- Exercise 1:
In the blog excerpt below, how much of the book Frontier Town is entered in the "Dear Lucky Agent" contest?
- Exercise 2:
Continue the blog excerpt below, picking up after its final sentence about Hawaii 5-0.
══ Selected extract
Tuesday, May 25, 2010

Wish me luck!

I'm entering the fifth annual Guide to Literary Agents' "Dear Lucky Agent" contest with the first 200 words of my YA sf book Frontier Town. The 200-word cut-off is kind of unnerving. I found myself wanting to add just a few more sentences from that all-important first chapter.

The contest is for completed manuscripts in the sci fi or fantasy genres, so if you have a ms sitting around, why not enter? The contest closes on Wednesday, the 26th, so you still have a little more time. The top three winners snag a critique of their opening pages and the attention of the agent judge!

Monday, May 24, 2010

Needle Magazine is Here


And it looks fabulous.

They bill themselves as a "magazine of noir," so that's right up my alley. It's a print magazine, available here.

Long-time supporter and friend Cormac Brown is among the authors in the premiere issue which makes me happy.

Sunday, May 23, 2010

Through a Lens Darkly

I always enjoy photo story prompts, so we've put another one up at Dark Valentine. We're looking for flash (under 1000 words) inspired by the photo. Here's all the info.

We don't pay for the stories published on the site but Dark Valentine is a paying market for stories published in the magazine. Our first issue will be available in mere weeks, but we're open for submissions to issue #2 now. Here's a link to our guidelines. Dark Valentine is looking for any sort of dark fiction--you pick the genre.

Saturday, May 22, 2010

Surf's Up

Aloha

As you may know, CBS is about to launch a remake of the classic television series Hawaii 5-0. This was the show that launched "5-0" into the lexicon as well as making a catch phrase of "Book 'em Danno." As catch phrases go, it's not that cool (coming in somewhere behind Kojak's "Who loves ya baby?" and "Where's the beef?") but turning a television title into an urban slang term--that's pop culture immortality.
════
══ Entries supplied
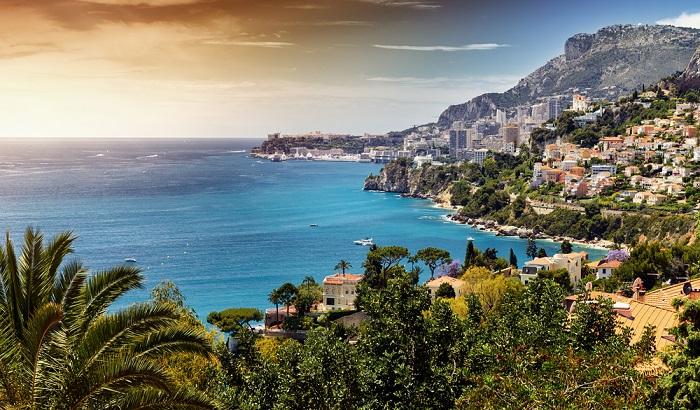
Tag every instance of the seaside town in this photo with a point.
(532, 241)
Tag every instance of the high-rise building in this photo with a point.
(539, 113)
(580, 103)
(511, 133)
(501, 117)
(554, 108)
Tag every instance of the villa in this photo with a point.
(572, 262)
(339, 291)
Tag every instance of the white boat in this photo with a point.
(364, 242)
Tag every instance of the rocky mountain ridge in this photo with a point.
(609, 63)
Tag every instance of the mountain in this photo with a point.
(691, 75)
(609, 63)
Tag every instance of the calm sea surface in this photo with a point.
(225, 227)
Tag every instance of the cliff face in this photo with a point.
(424, 182)
(609, 63)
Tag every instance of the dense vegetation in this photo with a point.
(499, 346)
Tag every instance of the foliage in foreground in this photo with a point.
(63, 346)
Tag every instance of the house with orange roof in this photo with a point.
(339, 291)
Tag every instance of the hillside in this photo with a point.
(609, 63)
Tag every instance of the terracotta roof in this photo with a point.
(664, 296)
(609, 264)
(339, 279)
(445, 279)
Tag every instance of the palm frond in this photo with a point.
(36, 344)
(112, 333)
(172, 340)
(121, 374)
(13, 288)
(30, 268)
(150, 399)
(104, 287)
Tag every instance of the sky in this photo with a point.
(244, 68)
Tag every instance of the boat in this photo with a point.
(364, 242)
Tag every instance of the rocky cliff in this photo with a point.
(609, 63)
(425, 182)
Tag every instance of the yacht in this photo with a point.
(364, 242)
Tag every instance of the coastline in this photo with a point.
(486, 225)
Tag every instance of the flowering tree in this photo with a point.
(617, 255)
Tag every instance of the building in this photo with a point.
(572, 262)
(554, 108)
(501, 117)
(605, 269)
(580, 103)
(601, 168)
(434, 284)
(339, 291)
(458, 141)
(511, 134)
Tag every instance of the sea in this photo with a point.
(225, 227)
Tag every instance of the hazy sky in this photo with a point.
(245, 68)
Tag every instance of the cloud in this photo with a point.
(307, 6)
(264, 44)
(503, 80)
(466, 47)
(684, 20)
(421, 5)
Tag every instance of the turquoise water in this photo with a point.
(224, 227)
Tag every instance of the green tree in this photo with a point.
(343, 265)
(65, 346)
(232, 320)
(275, 297)
(531, 249)
(566, 247)
(308, 293)
(287, 293)
(445, 290)
(470, 254)
(432, 258)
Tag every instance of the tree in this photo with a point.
(275, 297)
(308, 293)
(65, 345)
(432, 258)
(566, 247)
(233, 320)
(470, 254)
(343, 265)
(531, 249)
(445, 290)
(287, 293)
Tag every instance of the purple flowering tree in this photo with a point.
(617, 255)
(452, 269)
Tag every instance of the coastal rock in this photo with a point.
(403, 178)
(609, 63)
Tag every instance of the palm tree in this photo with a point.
(343, 265)
(60, 347)
(275, 298)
════
- Exercise output 1:
The first 200 words.

- Exercise output 2:
The show had a long run (from 1968 to 1980) and during some of that time, I lived in Honolulu. My apartment overlooked both the Punchbowl cemetery and Iolani Palace (with the statue of King Kamehameha in front). Both locations are seen in the iconic credit sequence. (Possibly the best television credit sequence ever with that shot of Jack Lord turning around on the balcony and gazing steely-eyed into the camera as the Hawaiian breezes tugged at a strand of his perfectly coiffed hair.)

James MacArthur used to wander around the grounds of the Palace on his lunch breaks, being charming to the tourists and signing autographs and posing for pictures. Everybody loved him. And being a resident of Honolulu, I always felt somewhat proprietary about the show.

Here's the credit sequence for the new show.

Here's the credit sequence for the classic show.

What do you think? And what television show would you like to see updated?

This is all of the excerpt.